Os canais estão abertos para negociação com a iniciativa privada, não só para a questão da covid, podem ir além"
— Esper Kallás
Entre as ações para combater a covid-19, a Fiocruz selecionou, a partir de dois editais, 130 projetos terão apoio, num valor próximo a R$ 40 milhões. “Desse valor mais de 10% vão ser colocados pela inciativa privada. Isso é inédito. Ainda que a maior parte dos recursos venham do Ministério da Saúde ou da própria Fiocruz que direcionou de outras áreas para enfrentar pandemia”, relata Krieger. “Isso mostra uma mudança de mentalidade numa tradição que a gente não tinha tão forte aqui no Brasil como existe em outros locais.”
A busca por recursos é uma tarefa às vezes ingrata. A UFRJ mapeou o que seus laboratórios e grupos de pesquisa estavam fazendo em relação ao combate da covid-19 e reuniu em um catálogo com 68 pesquisas cadastradas. Entre os objetivos, estava a sistematização do material para angariar apoio financeiro. “Em um cenário em que o orçamento para a pesquisa no Brasil tem sido cada vez mais escasso, as doações advindas de pessoas físicas e/ou jurídicas tornam-se ainda mais fundamentais, sobretudo, em um momento que requer emergência na execução de pesquisas direcionadas para lidar com a pandemia e seus efeitos”, afirma Ariane Cristine Roder Figueira, superintendente acadêmica de pesquisa, da pró-reitoria de pós-graduação e pesquisa da UFRJ. Até agora, porém, não foram oficializadas doações.
As contribuições de pessoas e empresas a entidades que buscam soluções para a covid-19 devem deixar heranças. “No mínimo criou uma interlocução melhor. Os canais estão abertos para negociação com a iniciativa privada, não só para a questão da covid, podem ir além”, diz Kallás, do HC.
Entre as lições, estão as redes que se organizaram de uma forma especial para atender as demandas. “Várias universidades e hospitais somaram esforços para trabalhar, o setor público e o setor privado também”, diz Kallás.
“Estudos multicêntricos de pesquisa já existiam, mas agora você vê instituições que procuram umas às outras para poder fazer projetos conjuntos de pesquisa, para darem respostas mais rápidas porque a velocidade de resposta depende do número de pacientes nos estudos”, relata Chapchap.
****************
▶ Tarefas a realizar
[a] Responda, por favor, com base no texto sobre doações para pesquisas da covid-19:
(i) Quantos projetos a Fiocruz selecionou a partir de dois editais?
(ii) Quantas pesquisas cadastradas reúne o catálogo da UFRJ?
(iii) Segundo Kallás, que instituições somaram esforços para trabalhar?
[b] Estenda o texto sobre doações para pesquisas da covid-19 a partir do ponto em que ele termina.
As linhas a seguir são um material à parte, sem relação com o texto sobre doações para pesquisas da covid-19.
****************
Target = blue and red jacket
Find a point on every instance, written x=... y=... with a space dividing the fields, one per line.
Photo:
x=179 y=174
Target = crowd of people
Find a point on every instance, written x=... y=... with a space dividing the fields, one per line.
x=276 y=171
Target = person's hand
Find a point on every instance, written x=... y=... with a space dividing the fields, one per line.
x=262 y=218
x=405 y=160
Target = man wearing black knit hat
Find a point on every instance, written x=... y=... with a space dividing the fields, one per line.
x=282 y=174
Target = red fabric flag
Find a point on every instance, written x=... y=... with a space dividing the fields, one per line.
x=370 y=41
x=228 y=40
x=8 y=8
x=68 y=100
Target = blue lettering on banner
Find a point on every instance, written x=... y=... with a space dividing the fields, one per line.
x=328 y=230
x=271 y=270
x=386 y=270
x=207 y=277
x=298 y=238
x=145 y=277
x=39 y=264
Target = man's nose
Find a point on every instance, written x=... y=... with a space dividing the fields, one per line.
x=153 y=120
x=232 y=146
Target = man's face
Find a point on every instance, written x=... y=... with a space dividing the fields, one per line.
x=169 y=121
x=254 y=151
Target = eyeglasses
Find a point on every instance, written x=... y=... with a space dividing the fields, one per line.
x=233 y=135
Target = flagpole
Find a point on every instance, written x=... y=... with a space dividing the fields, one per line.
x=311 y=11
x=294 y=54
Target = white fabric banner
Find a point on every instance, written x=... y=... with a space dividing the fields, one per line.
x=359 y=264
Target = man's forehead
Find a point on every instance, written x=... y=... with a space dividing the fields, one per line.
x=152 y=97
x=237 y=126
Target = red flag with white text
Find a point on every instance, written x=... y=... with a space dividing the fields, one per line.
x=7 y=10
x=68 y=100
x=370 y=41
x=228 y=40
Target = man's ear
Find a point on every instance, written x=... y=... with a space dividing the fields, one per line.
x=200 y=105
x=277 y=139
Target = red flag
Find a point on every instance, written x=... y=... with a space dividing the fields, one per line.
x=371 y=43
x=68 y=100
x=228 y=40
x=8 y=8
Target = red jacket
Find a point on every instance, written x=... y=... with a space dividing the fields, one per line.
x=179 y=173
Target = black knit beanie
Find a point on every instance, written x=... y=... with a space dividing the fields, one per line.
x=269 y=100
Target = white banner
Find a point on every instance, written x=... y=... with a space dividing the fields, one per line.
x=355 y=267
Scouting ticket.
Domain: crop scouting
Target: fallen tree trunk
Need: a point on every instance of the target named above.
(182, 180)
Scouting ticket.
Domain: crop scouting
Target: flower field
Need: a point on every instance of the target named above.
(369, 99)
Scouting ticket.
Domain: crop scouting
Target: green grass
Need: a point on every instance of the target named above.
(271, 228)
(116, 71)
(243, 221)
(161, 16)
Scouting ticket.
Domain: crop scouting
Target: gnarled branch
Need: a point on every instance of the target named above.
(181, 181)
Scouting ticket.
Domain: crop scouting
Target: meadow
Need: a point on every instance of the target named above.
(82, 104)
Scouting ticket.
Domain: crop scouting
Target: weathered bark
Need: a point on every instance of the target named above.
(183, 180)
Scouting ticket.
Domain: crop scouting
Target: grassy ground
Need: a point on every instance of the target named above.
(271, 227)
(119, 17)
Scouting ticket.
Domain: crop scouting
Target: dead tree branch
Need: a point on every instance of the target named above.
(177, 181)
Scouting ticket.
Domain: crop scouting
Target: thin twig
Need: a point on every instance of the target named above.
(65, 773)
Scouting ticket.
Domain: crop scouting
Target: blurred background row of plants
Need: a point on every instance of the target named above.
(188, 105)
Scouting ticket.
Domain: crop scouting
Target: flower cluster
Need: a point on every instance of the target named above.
****************
▶ Respostas do exercício
[a]
(i) 130 projetos.
(ii) 68 pesquisas.
(iii) Várias universidades e hospitais.

[b]
São iniciativas como a criação da primeira base de dados anonimizados abertos do país com informações demográficas de 75 mil pacientes, anunciada pela Fapesp em junho. O repositório - criado em colaboração com a Universidade de São Paulo (USP), o Grupo Fleury e os hospitais Sírio-Libanês e Albert Einstein - também vai abrigar 1,6 milhão de exames clínicos e laboratoriais e 6.500 dados de desfecho de pacientes para subsidiar pesquisas sobre covid-19.
Além das respostas no período da pandemia, Krieger, da Fiocruz, ressalta a importância do “fortalecimento das atividades da pesquisa e num legado que essas ações têm que deixar para a nossa instituição, para o Sistema Único de Saúde, para a ciência brasileira”.
“A gente precisa criar organismos mais estáveis que independam do governo de ocasião - municipal, estadual e federal. Estruturas como essa da Fiocruz, como do Instituto Butantã que possam ser apoiadas independentemente de qual é poder político que está no momento na liderança”, afirma Chapchap.
Uma visão estratégica do reforço da produção nacional deve ser estabelecida, assim como a visão sobre a importância da utilização do conhecimento científico no enfrentamento de situações graves como é o caso da pandemia, diz Krieger. “Acho que vamos ter isso muito claramente. Não vi ninguém do movimento antivacina comentando alguma coisa contra vacinas que podem chegar e salvar a humanidade dessa situação. Então, estou bastante otimista.”